ABOUT THIS TASK ▸ In the records below, find the line with "compact shape [1143,155]." and the line with "compact shape [372,106].". Print both exactly, along with every line between them, and no other line.

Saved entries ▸
= Beginning of Section =

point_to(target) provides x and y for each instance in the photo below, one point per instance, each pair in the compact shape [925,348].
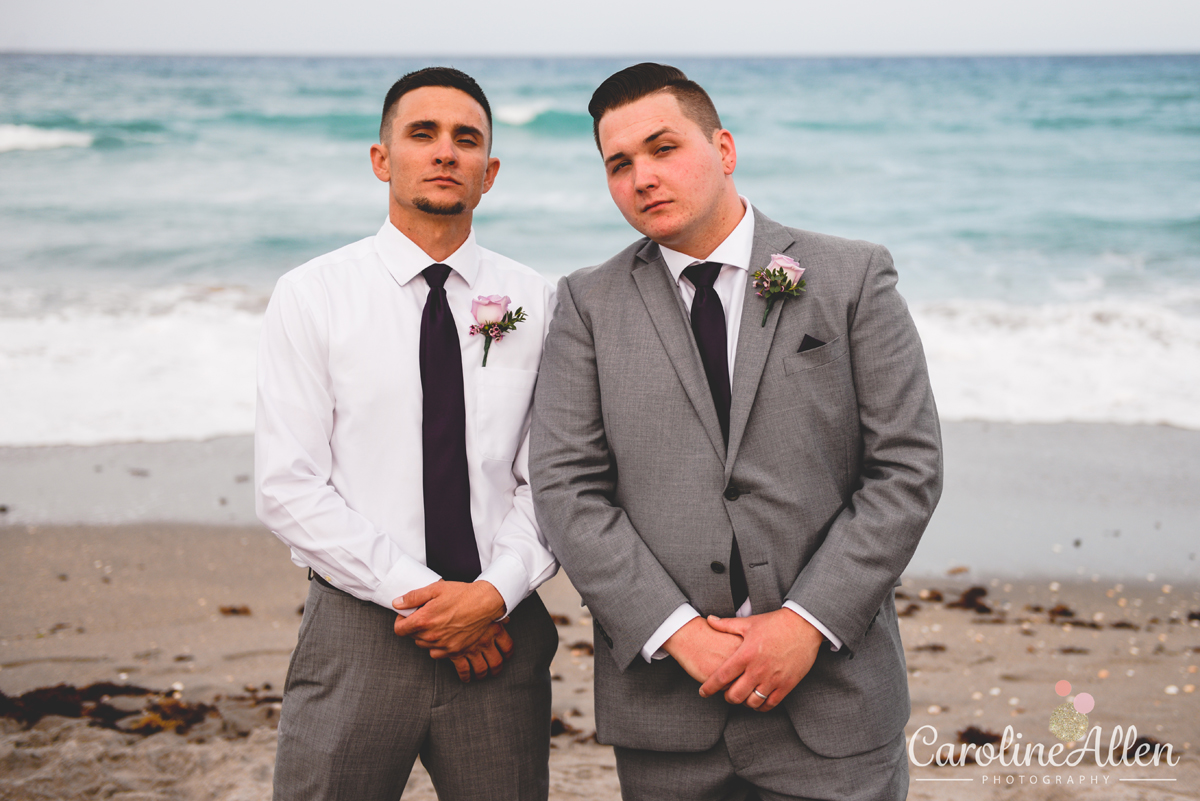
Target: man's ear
[493,167]
[379,162]
[724,143]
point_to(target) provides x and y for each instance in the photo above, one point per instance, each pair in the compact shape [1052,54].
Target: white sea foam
[179,363]
[1084,362]
[521,113]
[27,137]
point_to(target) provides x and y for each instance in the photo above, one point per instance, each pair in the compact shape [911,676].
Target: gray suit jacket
[832,471]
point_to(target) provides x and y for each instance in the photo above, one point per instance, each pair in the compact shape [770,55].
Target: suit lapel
[754,338]
[666,311]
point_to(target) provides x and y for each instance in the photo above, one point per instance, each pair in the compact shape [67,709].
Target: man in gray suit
[733,501]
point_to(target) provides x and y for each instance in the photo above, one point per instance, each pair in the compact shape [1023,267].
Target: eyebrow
[459,130]
[645,142]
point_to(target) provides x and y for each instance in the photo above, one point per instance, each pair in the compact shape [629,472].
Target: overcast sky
[601,28]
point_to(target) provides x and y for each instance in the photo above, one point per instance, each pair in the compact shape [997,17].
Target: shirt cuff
[675,621]
[510,579]
[835,644]
[406,574]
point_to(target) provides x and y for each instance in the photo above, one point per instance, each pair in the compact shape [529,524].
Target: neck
[717,228]
[438,235]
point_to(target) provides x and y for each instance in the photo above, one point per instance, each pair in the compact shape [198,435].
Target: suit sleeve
[871,541]
[574,480]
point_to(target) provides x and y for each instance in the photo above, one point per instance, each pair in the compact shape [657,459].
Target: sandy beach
[141,565]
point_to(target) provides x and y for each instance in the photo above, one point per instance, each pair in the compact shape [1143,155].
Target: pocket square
[809,343]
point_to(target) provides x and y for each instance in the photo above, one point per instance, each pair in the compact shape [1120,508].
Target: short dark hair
[634,83]
[447,77]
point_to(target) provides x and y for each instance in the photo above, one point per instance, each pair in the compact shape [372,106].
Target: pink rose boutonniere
[780,278]
[493,319]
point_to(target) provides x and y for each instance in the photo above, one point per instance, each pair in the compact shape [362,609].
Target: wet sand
[1029,512]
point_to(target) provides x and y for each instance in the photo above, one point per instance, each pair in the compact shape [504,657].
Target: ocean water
[1044,215]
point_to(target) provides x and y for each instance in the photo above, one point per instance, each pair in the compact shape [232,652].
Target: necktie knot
[703,276]
[436,275]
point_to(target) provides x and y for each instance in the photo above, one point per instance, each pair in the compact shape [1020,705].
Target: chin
[445,209]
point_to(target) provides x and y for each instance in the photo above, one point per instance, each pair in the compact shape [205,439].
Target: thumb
[729,625]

= End of Section =

TASK ANSWER ▸
point_to(target) provides x and y for each instance in the photo above, one point per instance, each pair in the compact shape [1143,155].
Target: pocket square
[809,343]
point_to(target) provides x and y for each instance in the photo above, one point per instance, each pair in the compact shape [1120,508].
Target: short dark hair
[634,83]
[447,77]
point_to(target) provides x and y for each instance in the photo above, one point per instance, each pair in the compact shape [372,106].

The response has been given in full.